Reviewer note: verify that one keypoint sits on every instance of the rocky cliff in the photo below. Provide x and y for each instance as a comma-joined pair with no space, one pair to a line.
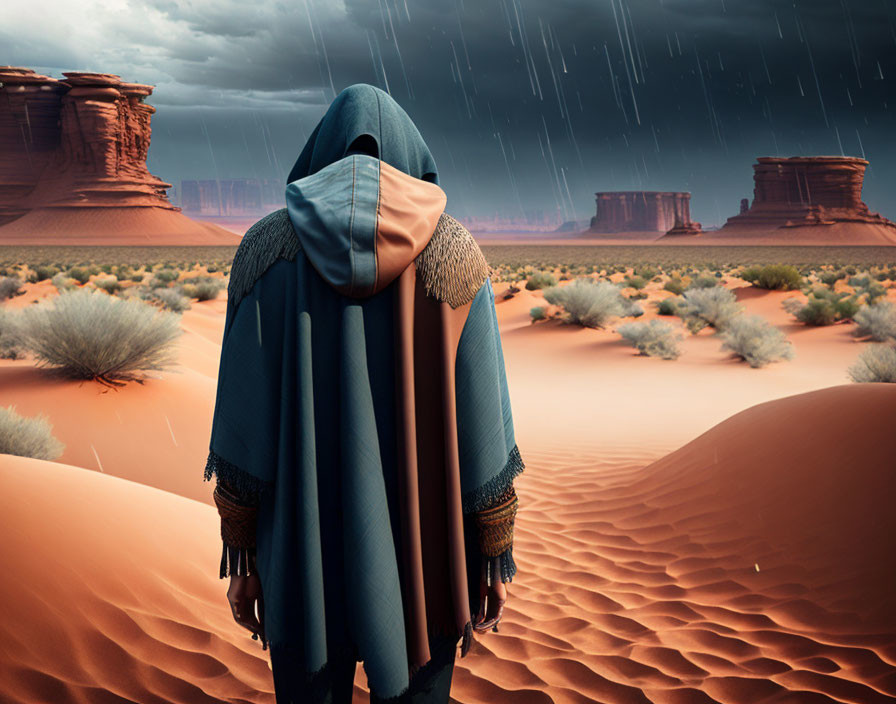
641,211
73,164
800,192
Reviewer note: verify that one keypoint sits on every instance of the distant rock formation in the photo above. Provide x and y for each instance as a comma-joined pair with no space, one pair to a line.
684,229
801,192
73,165
640,211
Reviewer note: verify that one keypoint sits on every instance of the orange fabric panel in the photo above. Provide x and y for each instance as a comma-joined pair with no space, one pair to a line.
407,215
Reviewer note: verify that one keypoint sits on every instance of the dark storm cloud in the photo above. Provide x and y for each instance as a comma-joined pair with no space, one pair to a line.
527,104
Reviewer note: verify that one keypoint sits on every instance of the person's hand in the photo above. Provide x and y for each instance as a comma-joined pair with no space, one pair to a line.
244,594
491,598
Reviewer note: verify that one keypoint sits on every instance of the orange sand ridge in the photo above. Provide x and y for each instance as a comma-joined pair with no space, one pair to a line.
112,226
751,564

• _Stated exercise_: Change each "keypoint" in the listing above to "marker" and write out all of its lines again with nothing else altered. Leave the pictures out.

• _Solution to the exercise_:
Reviewer note: verify that one marker sits on every instance of the rocky cliff in the photo below. Provide x and y for each instance as a comma-joined pair with no space, one pair to a line.
641,211
73,164
800,192
Reviewer note: verify that one marker sits on every instance of the distant rock formation in the photo above. Provide x and y for each instance as a comma-joined pair with no space, one pair to a line.
684,229
801,192
73,165
640,211
Reviewer note: verify that one marker sits on every instance of the orange fabric panel in the photo above. Provide x and y for each instance as a comma-joined pair with no space, one pair to a line.
407,215
Reviewer note: verify that one marker sits on every instance of the dark storm cloud in the photo above. Provide x and y for each instance as a comma-joined pair with no space, one pair to a line.
527,104
Reviewer note: verify that one marker sits on every instance of the person's hand in the photo above. Provide x and y for each instance as a comma-joined pair with no space, one pair to a line.
244,594
491,598
Reviewer note: verify that one marker sits on every instance of the orange sand ridge in the photo above. Provide x and y for each instance as a comma-joined pair with no space, one pair to a line.
112,226
751,564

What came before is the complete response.